____ RECORDS SHOWN

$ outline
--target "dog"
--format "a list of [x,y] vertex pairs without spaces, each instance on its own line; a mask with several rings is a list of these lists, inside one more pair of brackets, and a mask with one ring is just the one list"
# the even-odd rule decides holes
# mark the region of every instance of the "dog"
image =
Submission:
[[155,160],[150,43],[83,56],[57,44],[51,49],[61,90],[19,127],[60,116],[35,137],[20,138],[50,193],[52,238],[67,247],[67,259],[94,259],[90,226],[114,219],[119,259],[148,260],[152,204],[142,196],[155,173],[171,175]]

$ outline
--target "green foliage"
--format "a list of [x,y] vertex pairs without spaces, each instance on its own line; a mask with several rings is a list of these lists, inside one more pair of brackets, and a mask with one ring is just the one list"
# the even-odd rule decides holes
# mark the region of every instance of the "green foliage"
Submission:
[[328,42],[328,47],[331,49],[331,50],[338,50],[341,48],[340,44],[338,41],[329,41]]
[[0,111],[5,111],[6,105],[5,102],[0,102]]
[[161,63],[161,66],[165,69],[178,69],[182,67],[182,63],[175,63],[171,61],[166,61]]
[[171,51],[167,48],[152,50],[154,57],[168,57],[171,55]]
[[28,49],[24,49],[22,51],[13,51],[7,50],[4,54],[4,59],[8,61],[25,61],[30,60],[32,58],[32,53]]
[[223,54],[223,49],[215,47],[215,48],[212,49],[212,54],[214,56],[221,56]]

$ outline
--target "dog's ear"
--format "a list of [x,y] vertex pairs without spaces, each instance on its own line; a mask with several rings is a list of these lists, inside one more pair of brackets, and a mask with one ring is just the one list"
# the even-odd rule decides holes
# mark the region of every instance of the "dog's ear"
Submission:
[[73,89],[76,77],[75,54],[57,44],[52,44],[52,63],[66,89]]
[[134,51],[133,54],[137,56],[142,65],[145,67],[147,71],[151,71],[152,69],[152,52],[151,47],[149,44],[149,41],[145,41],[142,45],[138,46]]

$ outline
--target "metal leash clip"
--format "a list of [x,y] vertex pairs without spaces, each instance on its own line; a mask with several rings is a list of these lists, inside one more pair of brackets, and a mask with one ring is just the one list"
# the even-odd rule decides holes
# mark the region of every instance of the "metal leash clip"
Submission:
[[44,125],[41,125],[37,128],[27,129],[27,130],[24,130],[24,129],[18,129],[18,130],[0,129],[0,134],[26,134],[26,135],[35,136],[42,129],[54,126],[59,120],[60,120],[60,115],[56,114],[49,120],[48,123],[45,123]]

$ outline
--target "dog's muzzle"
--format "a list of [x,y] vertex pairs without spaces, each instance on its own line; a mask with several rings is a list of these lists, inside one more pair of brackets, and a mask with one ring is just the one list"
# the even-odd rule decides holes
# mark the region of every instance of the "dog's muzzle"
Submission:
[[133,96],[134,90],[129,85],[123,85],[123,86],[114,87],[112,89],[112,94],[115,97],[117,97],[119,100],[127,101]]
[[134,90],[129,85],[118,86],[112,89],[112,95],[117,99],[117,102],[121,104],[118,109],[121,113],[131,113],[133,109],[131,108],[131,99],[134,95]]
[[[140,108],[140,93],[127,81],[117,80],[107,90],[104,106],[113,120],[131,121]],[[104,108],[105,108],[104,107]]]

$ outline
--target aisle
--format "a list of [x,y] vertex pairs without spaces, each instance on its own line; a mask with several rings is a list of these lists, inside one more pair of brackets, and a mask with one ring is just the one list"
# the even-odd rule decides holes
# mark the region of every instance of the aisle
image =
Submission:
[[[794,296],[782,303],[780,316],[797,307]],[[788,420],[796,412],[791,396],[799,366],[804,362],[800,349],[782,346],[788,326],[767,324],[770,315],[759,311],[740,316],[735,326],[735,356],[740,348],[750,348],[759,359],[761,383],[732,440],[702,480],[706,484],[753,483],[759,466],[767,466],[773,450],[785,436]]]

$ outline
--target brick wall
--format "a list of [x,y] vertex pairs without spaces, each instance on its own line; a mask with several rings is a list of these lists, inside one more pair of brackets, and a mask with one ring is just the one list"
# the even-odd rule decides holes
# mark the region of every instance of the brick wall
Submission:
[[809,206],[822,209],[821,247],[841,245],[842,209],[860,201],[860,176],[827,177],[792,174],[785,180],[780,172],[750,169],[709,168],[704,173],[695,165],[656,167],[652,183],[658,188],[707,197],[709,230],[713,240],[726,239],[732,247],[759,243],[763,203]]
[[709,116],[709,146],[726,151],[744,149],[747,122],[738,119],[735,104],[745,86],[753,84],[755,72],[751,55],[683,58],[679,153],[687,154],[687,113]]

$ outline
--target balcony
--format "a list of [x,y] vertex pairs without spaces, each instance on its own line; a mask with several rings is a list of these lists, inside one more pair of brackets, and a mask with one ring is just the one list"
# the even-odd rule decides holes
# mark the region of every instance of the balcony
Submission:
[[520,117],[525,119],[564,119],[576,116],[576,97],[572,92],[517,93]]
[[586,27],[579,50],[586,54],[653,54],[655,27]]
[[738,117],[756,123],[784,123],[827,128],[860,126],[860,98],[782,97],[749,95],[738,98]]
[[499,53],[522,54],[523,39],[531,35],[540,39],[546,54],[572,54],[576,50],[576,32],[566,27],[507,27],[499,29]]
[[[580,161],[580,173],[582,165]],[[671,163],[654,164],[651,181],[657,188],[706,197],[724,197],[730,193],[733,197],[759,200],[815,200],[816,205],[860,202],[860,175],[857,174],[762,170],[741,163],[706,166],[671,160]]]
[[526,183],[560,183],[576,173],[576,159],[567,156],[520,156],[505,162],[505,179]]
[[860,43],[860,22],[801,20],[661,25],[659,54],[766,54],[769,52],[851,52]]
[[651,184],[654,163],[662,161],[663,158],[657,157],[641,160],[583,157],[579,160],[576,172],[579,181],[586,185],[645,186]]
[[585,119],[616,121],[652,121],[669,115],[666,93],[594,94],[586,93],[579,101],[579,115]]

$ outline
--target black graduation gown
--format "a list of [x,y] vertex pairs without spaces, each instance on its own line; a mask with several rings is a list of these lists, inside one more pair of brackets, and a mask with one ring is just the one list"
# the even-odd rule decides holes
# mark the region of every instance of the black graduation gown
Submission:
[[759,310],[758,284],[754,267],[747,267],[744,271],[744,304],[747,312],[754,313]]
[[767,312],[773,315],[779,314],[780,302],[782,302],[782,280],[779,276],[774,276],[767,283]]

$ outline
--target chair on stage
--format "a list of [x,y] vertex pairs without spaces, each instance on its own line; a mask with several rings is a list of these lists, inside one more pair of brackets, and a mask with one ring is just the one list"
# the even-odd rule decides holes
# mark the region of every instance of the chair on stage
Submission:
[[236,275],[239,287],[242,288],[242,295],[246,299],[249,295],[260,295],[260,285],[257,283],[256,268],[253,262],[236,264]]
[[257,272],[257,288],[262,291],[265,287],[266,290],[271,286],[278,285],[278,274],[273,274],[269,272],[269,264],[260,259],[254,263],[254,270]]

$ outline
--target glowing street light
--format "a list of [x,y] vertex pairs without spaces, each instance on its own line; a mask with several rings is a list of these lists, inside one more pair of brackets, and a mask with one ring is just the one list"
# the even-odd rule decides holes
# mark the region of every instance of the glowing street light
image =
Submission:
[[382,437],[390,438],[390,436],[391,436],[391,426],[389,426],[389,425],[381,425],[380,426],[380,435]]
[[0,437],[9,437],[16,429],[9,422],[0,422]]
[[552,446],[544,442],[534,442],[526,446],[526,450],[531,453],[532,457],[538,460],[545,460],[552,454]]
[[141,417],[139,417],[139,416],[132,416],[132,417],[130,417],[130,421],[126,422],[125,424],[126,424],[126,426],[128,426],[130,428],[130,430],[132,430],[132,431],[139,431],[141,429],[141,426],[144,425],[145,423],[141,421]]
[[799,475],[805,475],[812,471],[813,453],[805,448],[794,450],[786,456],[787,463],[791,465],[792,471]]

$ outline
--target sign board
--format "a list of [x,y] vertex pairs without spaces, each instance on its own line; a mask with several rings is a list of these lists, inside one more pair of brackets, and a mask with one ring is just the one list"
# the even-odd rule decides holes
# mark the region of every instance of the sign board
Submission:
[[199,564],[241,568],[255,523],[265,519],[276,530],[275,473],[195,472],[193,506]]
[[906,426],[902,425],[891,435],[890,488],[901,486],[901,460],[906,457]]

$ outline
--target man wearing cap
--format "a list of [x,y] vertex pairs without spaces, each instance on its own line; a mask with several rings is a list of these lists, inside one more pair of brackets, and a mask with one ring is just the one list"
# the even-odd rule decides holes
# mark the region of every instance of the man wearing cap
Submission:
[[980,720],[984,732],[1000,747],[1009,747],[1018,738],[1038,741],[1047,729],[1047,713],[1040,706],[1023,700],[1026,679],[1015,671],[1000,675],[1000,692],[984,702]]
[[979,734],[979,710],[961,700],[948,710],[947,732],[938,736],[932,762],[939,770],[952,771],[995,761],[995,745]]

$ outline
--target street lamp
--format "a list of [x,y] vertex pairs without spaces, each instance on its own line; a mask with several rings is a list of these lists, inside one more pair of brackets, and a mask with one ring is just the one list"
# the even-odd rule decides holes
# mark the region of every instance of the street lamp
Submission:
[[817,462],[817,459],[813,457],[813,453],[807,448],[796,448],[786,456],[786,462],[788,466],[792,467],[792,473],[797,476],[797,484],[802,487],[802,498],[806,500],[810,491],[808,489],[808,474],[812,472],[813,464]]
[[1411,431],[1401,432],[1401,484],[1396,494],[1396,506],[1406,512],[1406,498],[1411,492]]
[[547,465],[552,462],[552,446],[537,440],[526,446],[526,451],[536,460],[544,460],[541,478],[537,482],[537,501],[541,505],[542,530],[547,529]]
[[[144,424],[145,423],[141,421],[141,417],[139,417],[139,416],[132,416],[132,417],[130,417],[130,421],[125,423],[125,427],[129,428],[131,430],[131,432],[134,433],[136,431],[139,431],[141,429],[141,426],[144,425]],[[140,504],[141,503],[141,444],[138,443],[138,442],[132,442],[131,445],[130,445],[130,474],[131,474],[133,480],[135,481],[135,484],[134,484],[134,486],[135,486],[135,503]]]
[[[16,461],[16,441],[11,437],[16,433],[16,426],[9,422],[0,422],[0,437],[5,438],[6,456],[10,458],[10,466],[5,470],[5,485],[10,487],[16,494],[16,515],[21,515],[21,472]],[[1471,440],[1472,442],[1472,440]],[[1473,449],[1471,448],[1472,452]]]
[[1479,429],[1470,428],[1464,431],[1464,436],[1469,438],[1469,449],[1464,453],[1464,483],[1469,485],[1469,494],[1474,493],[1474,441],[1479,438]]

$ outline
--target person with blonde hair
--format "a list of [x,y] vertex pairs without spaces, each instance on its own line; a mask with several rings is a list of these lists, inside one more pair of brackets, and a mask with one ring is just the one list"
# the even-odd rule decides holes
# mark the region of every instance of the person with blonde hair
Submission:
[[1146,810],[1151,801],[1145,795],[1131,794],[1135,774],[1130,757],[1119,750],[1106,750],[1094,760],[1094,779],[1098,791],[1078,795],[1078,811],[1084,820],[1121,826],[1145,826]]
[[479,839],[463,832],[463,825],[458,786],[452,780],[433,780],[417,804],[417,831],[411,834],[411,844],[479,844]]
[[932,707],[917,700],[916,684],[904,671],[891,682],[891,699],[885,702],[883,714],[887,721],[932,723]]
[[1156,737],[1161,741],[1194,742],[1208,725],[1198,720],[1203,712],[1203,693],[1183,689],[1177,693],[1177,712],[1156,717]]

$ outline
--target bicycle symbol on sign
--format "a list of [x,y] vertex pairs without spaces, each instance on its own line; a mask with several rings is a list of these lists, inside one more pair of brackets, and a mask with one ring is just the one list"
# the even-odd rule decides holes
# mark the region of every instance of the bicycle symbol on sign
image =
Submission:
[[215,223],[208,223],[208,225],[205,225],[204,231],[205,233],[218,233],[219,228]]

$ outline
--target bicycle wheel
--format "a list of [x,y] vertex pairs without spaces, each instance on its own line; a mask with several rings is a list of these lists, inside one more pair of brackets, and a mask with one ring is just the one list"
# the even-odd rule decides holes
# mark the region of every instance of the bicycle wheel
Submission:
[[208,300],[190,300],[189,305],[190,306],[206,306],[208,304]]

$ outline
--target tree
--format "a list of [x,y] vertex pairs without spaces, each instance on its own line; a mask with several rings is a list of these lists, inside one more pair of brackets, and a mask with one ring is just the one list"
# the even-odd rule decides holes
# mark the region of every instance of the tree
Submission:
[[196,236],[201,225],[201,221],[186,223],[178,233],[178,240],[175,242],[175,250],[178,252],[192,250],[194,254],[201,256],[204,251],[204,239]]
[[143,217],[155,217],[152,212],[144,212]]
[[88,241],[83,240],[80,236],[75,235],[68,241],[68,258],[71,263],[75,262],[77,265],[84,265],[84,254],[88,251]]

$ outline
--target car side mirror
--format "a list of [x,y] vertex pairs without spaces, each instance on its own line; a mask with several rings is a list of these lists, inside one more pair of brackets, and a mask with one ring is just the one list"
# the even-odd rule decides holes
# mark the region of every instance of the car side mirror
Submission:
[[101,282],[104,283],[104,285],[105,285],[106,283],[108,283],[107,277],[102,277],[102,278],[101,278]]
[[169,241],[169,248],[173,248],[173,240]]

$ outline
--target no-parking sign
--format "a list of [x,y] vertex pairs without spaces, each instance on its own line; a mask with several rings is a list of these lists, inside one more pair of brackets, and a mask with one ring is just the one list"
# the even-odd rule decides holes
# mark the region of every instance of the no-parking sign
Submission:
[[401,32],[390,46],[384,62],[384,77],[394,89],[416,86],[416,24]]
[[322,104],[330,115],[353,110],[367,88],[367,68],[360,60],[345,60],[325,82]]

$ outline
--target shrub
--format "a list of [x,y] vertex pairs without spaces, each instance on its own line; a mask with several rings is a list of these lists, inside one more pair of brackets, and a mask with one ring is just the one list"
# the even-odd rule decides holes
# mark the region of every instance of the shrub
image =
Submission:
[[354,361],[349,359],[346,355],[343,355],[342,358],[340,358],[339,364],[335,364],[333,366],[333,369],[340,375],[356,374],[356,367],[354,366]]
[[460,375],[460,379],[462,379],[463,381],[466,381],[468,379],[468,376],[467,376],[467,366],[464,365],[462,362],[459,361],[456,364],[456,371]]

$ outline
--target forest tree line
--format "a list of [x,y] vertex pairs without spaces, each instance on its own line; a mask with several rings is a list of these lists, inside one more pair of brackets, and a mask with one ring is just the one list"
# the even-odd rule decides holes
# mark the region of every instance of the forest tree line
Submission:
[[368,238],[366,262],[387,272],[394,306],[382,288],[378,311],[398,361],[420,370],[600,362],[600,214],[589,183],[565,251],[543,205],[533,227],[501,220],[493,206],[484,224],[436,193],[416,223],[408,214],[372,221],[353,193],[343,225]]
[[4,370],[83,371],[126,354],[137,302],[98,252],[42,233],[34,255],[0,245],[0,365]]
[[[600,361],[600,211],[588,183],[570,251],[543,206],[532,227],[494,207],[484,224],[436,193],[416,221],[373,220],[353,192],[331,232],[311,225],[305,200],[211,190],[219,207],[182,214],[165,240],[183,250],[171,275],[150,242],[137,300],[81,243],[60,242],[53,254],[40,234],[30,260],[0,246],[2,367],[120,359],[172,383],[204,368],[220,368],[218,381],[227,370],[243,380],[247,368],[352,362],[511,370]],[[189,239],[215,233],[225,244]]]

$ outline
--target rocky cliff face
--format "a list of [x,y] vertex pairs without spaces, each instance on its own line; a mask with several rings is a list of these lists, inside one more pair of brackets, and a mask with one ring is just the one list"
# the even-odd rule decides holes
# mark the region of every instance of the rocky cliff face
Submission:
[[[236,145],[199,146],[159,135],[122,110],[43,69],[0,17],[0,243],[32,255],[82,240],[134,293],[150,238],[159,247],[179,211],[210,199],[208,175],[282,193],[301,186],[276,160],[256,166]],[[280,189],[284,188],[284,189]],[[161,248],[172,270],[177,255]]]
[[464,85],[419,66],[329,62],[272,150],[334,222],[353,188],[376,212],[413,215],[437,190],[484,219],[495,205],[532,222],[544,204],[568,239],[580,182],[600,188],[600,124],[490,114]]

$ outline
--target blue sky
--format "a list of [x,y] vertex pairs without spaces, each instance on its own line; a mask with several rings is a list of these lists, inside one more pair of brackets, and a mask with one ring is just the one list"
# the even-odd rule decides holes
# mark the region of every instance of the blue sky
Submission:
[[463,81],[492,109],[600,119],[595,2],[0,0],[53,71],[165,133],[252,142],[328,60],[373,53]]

________

_PROBLEM DETAILS_.
Reproduce without change every line of the entries above, from the one containing "# mark the region of every instance of the rocky" through the last.

_EXPECTED ANSWER_.
# mark the region of every instance of the rocky cliff face
Submission:
[[[236,145],[199,146],[159,135],[122,110],[43,69],[0,17],[0,243],[32,255],[82,240],[134,293],[150,238],[159,247],[179,211],[210,199],[208,175],[282,193],[301,186],[276,160],[256,166]],[[280,189],[284,188],[284,189]],[[161,248],[172,270],[177,255]]]
[[464,85],[419,66],[329,62],[272,150],[334,222],[353,188],[376,212],[413,215],[437,190],[484,219],[495,205],[532,222],[544,204],[568,239],[580,182],[600,188],[600,124],[490,114]]

$ outline
--target blue sky
--format "a list of [x,y] vertex pairs without spaces, each instance on its own line; a mask with several rings is a list of these lists, inside one more pair of brackets, and a mask with one ring is just the one list"
# the even-odd rule decides holes
# mark the region of every instance of the blue sky
Submission:
[[463,81],[492,109],[600,119],[595,2],[0,0],[53,71],[165,133],[252,142],[328,60],[373,53]]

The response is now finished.